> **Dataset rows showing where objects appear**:
______________________________
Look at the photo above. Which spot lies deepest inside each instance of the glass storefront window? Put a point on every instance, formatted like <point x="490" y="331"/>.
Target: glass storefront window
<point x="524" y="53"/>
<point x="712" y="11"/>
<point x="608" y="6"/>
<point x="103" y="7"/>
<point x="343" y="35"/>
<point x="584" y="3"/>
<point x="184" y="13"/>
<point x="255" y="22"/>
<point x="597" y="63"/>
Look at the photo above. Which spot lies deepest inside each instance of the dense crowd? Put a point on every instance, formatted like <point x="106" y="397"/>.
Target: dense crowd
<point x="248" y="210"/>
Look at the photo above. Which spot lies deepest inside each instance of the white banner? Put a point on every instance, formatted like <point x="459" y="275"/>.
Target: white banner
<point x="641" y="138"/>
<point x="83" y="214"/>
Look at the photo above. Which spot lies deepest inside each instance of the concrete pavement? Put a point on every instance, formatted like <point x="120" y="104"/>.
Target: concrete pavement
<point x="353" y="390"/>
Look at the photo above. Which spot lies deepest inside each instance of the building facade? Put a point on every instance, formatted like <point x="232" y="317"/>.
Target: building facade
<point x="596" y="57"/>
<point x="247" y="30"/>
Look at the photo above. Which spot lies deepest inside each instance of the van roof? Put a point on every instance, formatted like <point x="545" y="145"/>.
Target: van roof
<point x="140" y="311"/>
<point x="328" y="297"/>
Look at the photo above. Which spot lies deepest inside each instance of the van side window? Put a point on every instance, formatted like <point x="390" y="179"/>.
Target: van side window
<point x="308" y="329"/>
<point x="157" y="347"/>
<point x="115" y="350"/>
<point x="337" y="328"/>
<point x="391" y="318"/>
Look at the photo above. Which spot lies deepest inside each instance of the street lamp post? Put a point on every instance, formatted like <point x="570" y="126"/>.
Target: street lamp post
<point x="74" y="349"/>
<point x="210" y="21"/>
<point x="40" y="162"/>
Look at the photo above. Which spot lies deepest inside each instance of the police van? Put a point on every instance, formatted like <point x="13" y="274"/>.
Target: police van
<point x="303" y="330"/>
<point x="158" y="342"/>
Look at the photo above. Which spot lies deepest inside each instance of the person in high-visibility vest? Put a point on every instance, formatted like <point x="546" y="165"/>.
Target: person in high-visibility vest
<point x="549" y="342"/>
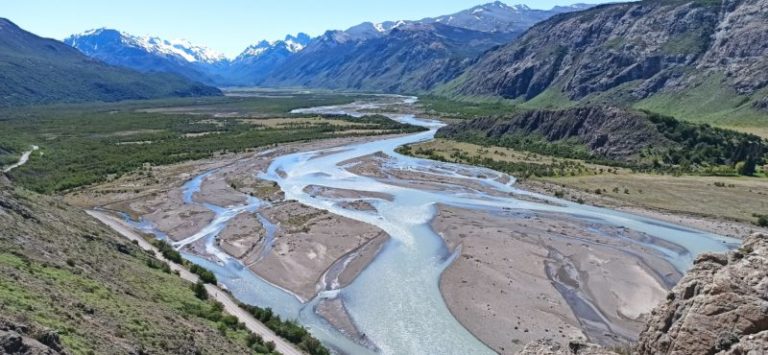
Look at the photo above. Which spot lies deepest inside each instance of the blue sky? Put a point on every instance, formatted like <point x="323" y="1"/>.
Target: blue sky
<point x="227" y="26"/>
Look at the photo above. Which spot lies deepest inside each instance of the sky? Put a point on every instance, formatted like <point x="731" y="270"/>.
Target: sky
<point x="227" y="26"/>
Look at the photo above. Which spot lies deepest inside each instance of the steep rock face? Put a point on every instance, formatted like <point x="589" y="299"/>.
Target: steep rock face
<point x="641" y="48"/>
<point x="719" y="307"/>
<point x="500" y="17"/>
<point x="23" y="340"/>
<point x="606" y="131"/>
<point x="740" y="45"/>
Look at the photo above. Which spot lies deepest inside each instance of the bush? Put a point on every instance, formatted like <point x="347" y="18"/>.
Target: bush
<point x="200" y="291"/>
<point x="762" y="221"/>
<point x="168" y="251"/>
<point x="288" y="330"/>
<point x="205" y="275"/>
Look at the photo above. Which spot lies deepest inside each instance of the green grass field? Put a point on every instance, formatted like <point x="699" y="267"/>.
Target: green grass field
______________________________
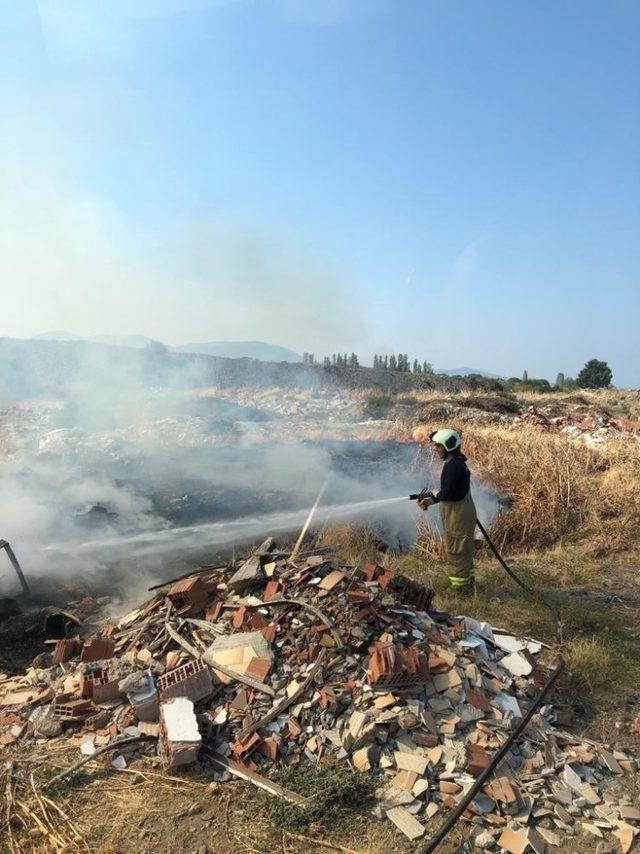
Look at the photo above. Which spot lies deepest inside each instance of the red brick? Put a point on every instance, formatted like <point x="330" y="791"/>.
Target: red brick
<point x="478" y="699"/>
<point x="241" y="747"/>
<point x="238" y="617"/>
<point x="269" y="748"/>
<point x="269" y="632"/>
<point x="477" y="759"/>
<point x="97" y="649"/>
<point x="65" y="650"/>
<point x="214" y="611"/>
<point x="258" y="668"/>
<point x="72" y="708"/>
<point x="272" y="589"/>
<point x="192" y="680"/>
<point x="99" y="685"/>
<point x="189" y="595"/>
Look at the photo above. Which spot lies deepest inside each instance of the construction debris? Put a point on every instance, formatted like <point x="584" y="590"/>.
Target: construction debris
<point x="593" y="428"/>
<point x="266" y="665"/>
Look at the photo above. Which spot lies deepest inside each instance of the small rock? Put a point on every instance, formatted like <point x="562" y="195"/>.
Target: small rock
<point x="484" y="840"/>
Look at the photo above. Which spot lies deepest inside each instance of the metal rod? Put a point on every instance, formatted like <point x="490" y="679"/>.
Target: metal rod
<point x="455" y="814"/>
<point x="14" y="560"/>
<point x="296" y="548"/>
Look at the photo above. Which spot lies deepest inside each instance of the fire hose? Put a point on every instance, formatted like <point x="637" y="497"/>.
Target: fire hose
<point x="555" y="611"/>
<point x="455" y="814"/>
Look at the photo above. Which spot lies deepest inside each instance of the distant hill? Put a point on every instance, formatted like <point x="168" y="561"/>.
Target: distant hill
______________________________
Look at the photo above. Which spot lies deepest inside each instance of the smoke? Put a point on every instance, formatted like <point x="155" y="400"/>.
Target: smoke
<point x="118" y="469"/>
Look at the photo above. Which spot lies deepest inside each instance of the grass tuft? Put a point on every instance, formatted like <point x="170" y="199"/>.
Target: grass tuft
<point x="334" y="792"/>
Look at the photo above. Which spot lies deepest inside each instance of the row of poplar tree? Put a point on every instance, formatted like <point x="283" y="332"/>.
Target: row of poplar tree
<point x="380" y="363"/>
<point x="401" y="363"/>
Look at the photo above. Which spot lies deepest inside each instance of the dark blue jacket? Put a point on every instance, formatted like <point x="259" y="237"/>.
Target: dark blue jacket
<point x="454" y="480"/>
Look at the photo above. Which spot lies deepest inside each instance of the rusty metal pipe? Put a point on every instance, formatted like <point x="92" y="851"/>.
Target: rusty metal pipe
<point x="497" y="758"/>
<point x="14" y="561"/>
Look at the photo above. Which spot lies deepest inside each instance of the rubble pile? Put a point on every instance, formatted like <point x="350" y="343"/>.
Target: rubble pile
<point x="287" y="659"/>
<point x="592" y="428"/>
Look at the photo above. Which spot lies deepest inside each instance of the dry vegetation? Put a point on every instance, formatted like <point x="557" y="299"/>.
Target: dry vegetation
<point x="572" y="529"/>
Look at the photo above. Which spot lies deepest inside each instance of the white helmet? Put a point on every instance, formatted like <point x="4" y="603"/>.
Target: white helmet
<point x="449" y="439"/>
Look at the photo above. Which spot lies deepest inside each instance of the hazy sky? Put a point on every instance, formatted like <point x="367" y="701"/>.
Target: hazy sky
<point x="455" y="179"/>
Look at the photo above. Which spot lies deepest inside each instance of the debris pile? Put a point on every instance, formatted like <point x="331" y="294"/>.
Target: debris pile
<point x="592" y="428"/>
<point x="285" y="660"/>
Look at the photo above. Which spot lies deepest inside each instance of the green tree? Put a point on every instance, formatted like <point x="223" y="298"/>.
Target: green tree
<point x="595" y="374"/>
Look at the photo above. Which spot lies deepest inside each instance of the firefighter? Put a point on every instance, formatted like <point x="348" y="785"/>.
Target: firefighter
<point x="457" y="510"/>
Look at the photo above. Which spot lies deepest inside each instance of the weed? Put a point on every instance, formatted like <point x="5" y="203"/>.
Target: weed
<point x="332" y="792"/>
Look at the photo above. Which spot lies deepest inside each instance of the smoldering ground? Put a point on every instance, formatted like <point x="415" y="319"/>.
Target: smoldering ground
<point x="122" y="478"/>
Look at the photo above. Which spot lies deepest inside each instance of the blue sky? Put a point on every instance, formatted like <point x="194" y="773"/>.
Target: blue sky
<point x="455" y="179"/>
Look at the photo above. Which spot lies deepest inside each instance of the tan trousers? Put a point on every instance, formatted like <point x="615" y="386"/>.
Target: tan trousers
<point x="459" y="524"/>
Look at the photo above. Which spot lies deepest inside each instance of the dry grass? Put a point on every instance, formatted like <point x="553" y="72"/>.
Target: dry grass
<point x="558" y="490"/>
______________________________
> **Required task**:
Filter the lines above and copy each one that contains the word "helmet".

> **Result of this exercise**:
Look at the photo above. Which spot lies deepest inside each instance of the white helmet? Put a point on every instance, formatted like <point x="4" y="603"/>.
Target: white helmet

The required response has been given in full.